Start of Text excerpt
Member of the National Assembly of Pakistan
- In office 26 March 1977 – 5 July 1977
- Constituency: NA-42 (Campbellpur-II)
- In office 14 April 1972 – 10 January 1977
- Constituency: NW-30 (Campbellpur-I)

Member of the Constituent Assembly of Pakistan
- In office 10 August 1947 – 24 October 1954
- Constituency: Campbellpur District

Personal details
- Born: 24 September 1915 Amritsar, British Punjab
- Died: 25 September 1998 (aged 83) Islamabad, Pakistan
- Spouse: Begum Mussarat Mahmood Shaukat Hyat Khan (wife)
- Children: 6
- Parent: Sikandar Hayat Khan (father);
- Education: Aitchison College Aligarh Muslim University Indian Military Academy British Middle East Staff College, Mandatory Palestine
- Nickname(s): SHK Shark

Military service
- Branch/service: British Indian Army
- Years of service: 1937–1942
- Rank: Major
- Unit: 16th Light Cavalry 1st Duke of York's Own Skinner's Horse
- Battles/wars: World War II Mediterranean and Middle East theatre; ;

= Shaukat Hayat Khan =

Pakistani politician and military officer (1915-1998)

Shaukat Hayat Khan (Note: Punjabi, Urdu: ) (24 September 1915 – 25 September 1998) was an influential politician, military officer, and Pakistan Movement activist who played a major role in the organising of the Muslim League in the British-controlled Punjab.

Educated at the Aligarh Muslim University and served in the British Indian Army in the Middle East theatre of the Second World War, he actively participated in the politics through the Muslim League platform. After a brief retirement, he made his comeback in politics during the general elections held in 1970 and was an instrumental negotiator in trying to settle the political issues with the Awami League.

==Background==
Shaukat Hayat Khan was born in Amritsar, on 24 September 1915. His family hailed from the famous Hayat Khattar clan of Wah in Attock, and he was the eldest son of Sir Sikandar Hayat Khan, a notable Punjabi statesman and feudal baron, from his first wife Begum Zubaida Khanum, a lady from a prominent Kashmiri family settled in Amritsar, British India.

After his mother's early demise in 1919, the young Shaukat and his siblings were taken care of by their aunt and in due course, he was sent to study at the Aitchison College and the Aligarh Muslim University, briefly, before he was sent, in keeping with family tradition, to join the British Indian Army, upon passing the qualifying examinations.
End of Text excerpt
Start of Available data
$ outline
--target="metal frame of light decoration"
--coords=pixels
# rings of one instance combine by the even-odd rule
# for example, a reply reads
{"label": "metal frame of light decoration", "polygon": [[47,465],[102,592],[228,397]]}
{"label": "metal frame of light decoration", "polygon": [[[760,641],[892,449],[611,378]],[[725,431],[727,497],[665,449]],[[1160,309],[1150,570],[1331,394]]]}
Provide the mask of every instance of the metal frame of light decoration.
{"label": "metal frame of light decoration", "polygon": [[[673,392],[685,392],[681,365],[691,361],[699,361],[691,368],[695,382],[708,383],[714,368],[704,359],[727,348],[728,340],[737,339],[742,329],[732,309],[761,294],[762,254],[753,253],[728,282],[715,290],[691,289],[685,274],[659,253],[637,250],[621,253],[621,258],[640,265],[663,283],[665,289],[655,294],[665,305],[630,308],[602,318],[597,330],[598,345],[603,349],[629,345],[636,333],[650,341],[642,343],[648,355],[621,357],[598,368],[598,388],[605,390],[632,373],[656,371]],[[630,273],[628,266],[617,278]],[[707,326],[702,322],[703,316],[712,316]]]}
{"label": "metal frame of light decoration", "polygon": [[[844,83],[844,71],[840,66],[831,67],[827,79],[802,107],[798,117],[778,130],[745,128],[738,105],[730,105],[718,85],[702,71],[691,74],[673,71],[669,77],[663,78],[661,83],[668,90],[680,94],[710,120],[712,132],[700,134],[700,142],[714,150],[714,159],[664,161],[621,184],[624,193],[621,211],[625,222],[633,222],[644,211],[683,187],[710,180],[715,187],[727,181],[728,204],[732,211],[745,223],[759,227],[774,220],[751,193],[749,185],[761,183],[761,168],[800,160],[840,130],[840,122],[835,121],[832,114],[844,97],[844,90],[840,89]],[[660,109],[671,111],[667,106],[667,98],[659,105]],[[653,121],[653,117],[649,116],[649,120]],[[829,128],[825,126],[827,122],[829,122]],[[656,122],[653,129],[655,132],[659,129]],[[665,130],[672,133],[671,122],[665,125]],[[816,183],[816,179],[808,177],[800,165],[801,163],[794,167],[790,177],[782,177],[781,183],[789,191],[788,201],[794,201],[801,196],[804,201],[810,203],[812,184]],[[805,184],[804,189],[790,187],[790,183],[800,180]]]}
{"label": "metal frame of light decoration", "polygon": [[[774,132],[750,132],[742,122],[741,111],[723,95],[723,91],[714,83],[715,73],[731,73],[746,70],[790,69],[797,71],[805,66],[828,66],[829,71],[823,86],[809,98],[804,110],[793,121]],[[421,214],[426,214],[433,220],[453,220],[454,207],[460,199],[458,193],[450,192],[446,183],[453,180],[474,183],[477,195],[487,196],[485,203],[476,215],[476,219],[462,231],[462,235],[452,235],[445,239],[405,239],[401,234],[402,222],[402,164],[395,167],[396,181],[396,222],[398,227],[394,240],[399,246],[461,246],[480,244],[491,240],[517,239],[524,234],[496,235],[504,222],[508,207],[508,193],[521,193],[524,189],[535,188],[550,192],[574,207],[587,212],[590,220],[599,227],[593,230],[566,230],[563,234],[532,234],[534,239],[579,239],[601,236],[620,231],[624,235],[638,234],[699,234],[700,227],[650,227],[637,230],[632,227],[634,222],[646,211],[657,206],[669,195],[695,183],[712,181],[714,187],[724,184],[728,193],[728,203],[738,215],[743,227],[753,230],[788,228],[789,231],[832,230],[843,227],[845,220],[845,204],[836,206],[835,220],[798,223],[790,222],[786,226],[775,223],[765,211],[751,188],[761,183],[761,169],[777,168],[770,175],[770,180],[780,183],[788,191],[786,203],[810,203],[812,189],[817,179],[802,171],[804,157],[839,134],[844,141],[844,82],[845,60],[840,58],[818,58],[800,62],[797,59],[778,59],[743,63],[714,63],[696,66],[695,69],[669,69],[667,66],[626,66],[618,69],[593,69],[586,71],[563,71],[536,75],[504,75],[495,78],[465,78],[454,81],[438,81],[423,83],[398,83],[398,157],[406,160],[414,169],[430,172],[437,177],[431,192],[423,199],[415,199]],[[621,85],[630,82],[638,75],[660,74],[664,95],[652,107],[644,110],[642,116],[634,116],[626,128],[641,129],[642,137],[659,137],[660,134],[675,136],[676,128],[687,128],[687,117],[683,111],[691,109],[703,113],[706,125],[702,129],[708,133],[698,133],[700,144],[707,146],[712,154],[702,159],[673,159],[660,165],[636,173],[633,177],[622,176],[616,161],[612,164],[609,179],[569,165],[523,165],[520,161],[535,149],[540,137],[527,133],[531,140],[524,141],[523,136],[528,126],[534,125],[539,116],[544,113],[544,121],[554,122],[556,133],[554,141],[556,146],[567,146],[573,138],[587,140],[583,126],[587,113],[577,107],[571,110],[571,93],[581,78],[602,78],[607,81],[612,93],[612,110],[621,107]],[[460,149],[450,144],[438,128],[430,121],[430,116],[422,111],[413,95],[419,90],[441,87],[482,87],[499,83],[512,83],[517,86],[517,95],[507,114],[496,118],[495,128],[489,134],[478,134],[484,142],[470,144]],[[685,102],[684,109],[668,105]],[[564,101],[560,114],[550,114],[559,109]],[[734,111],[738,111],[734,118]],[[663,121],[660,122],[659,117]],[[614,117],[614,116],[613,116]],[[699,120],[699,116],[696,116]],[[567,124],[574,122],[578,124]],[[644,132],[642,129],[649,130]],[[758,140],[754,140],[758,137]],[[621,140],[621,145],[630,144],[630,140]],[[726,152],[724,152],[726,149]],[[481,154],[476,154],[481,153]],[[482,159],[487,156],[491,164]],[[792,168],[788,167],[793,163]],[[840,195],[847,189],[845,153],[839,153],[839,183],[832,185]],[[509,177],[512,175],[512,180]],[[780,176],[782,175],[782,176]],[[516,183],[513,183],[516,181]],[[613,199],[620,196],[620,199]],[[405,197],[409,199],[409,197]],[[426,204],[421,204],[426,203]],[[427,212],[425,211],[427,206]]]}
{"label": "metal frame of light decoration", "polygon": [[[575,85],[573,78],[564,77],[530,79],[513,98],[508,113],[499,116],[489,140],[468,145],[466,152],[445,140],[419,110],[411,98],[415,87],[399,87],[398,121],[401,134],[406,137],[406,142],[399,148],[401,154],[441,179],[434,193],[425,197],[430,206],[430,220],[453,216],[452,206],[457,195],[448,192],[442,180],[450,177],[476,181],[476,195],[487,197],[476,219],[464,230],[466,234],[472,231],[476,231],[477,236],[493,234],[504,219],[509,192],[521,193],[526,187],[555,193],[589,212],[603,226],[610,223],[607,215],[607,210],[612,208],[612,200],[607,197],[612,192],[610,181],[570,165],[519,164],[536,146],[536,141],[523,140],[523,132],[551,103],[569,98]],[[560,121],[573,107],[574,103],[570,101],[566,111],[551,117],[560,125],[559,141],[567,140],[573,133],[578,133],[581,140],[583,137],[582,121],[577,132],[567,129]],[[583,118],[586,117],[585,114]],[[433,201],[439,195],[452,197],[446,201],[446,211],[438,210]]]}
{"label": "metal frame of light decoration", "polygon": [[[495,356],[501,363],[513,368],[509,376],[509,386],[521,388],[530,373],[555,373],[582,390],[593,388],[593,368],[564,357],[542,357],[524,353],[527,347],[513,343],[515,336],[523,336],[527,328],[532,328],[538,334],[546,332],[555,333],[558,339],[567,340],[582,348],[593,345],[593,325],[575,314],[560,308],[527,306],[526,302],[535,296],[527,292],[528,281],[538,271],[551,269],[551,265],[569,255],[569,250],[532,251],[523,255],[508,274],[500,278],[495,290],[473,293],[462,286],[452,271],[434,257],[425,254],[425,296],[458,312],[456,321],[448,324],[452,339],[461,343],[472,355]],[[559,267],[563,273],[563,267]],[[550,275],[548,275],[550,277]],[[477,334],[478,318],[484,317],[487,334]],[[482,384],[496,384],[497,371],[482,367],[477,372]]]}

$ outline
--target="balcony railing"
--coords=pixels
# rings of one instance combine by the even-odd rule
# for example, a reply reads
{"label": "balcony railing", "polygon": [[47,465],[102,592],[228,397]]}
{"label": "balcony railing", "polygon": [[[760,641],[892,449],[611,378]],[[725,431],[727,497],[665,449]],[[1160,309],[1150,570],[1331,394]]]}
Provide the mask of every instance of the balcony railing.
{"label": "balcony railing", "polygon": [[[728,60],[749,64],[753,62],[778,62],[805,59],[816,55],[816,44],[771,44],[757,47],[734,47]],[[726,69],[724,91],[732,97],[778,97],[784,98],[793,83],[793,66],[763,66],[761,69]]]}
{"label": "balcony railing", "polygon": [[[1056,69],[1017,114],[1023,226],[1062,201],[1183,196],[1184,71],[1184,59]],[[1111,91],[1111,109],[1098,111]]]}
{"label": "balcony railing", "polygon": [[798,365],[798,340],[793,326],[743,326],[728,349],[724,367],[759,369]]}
End of Available data
## Prompt 1
Please list every constituency named in the Shaukat Hayat Khan text.
## Prompt 2
According to the Shaukat Hayat Khan text, in what year did his mother die?
## Prompt 3
Resume the Shaukat Hayat Khan text from its last sentence onward.

## Answer section 1
NA-42 (Campbellpur-II)
NW-30 (Campbellpur-I)
Campbellpur District

## Answer section 2
1919

## Answer section 3
==Early military career==
Upon completing his military training or cadetship at the Indian Military Academy, he was formally commissioned as a Second Lieutenant on the Special List with effect from 15 July 1937. He was then attached to the 1st battalion Northamptonshire Regiment for a year then in August 1938 joined the 16th Light Cavalry. After some service on the North West Frontier, when the Second World War broke out, he volunteered to go abroad for active service with any cavalry regiment being sent out to the Front, and was therefore seconded to Skinner's Horse. He thereafter served in Somalia, the Middle East and North Africa from 1940 to 1942, first promoted Captain April - July 1941, after that as a temporary Major until after his father's death in December 1942, when he quit military service to take up his political role in the Punjab. Upon taking his release he was regularized with the rank of major. He stayed in London for a short period during 1943.

==Early political career==
On taking up his late father's political mantle, he was duly elected to the Punjab Assembly and made a member of the cabinet under the new Punjab premier, Malik Khizar Hayat Tiwana, and subsequently served as Minister for Public Works in the Unionist Muslim League government. Dismissed in 1944 for his increasingly pro-Muslim League and pro-Jinnah ideals and policies, he was subsequently elected Deputy Leader of the Punjab League. Re-elected to the Punjab Assembly in 1946, he became one of the most prominent activists in the Muslim League's "Direct Action" campaign through its paramilitary wing the Muslim National Guard and the most famous and popular of the League's young leadership, winning the title of "Shaukat-i-Punjab" (Shaukat of the Punjab) from Jinnah himself. He played a significant role in eventually winning over the Punjabi Muslims in large numbers, to the cause of the League and of an independent Pakistan.

==Later career==
After partition he left the Muslim League party amidst conflicts with Mian Mumtaz Daultana and briefly joined the Pakistan Azad Party along with Mian Iftikharuddin. Between the 1950s and 1970s, in his own words, he was 'an unlucky witness to the gradual destruction of the Quaid's (i.e. Jinnahs) Pakistan', at the hands of greedy and corrupt politicians and the martial law regimes.

Elected again from Attock in the 1970 general elections, he played a key role in the opposition negotiations with Zulfikar Bhutto which led to the passage of Pakistan's first interim constitution. He was also one of the few Pakistani statesmen in 1970–71, who tried to negotiate amicably with the Awami League, to try to salvage former East Pakistan, which seceded and became Bangladesh soon afterwards. Disillusioned, Khan soon afterwards resigned permanently from political life.

He died in Islamabad on 25 September 1998 and is survived by two sons and four daughters. His son Sikander Hayat Junior has twice fought provincial elections from the PPP.

==Authorship==
He wrote his memoirs entitled The Nation That Lost Its Soul: Memoirs of a Freedom Fighter (Lahore: Jang, 1995), its Urdu version being called Gumgashtah Qaum : Ek Mujāhid-i Āzādī Kī Yād Dāshten̲.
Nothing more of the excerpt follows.